[ASSIGNED TASK 1]
Decide whether each statement agrees with the passage on Frankenstein and electroconvulsive therapy. Answer yes or no for each, and quote the exact words of the passage that settle it.
(a) Krischel's article dealt with electricity and 19th century medicine.
(b) Norman Endler's 1988 history denied that ECT was controversial.
(c) Max Fink is described as an opponent of ECT.
[ASSIGNED TASK 2]
Answer these questions from the passage on Frankenstein and electroconvulsive therapy.
(a) What does the abbreviation ECT stand for?
(b) According to Krischel, what can new technologies and therapies instill in the public or individual patients?
(c) Who wrote "The Origins of Electroconvulsive Therapy (ECT)", and in what year?

[PASSAGE]
┄┄┄┄┄┄┄┄┄┄
In his article on electricity and 19th century medicine, Dr. Matthis Krischel argued that Mary Shelley’s novel, Frankenstein, could be read as a Victorian science fiction novel that sought to imagine the medical possibilities of electricity. In the era where the scientific method was established within the biomedical sciences, Shelley’s novel raised the question of what the experimenter could ethically do to living, as well as dead bodies. That very same question continues to be debated today over the use of ECT (electroconvulsive therapy) to treat depression.
Krischel asked what physicians can learn from 19th century’s medical experiments with electricity. He commented that like the early 19th century, new technologies and therapies can instill fear in the public or individual patients. “Medical practitioners must take these reactions seriously and address them as well as use the tools of their trade responsibly in order not to turn loose another Frankensteinian monster.”
When reading the literature critical of ECT, I had an eerie déjà vu experience of Krischel’s description of the 19th century experiments with electricity in medicine. Philip Hickey reviewed an article by Max Fink, a supporter of ECT, celebrating 80 years of convulsive therapy. Even a mostly positive history of ECT written by Norman Endler in 1988, “The Origins of Electroconvulsive Therapy (ECT)”, acknowledged that ECT was controversial. The nature of ECT treatment, its history of abuse, unfavorable media presentation (Think “One Flew Over the Cuckoo’s Nest”), and compelling negative testimony by former patients paints a Frankenstein-like atmosphere at times.
┄┄┄┄┄┄┄┄┄┄
Stored data
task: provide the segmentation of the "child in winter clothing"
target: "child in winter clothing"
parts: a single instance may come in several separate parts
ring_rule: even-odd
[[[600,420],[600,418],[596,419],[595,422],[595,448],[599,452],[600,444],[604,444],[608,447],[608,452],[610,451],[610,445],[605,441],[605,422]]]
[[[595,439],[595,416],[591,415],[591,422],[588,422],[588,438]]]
┄┄┄┄┄┄┄┄┄┄
[SOLUTION 1]
(a) Yes: "In his article on electricity and 19th century medicine"
(b) No: "acknowledged that ECT was controversial"
(c) No: "Max Fink, a supporter of ECT"

[SOLUTION 2]
(a) Electroconvulsive therapy
(b) Fear
(c) Norman Endler, in 1988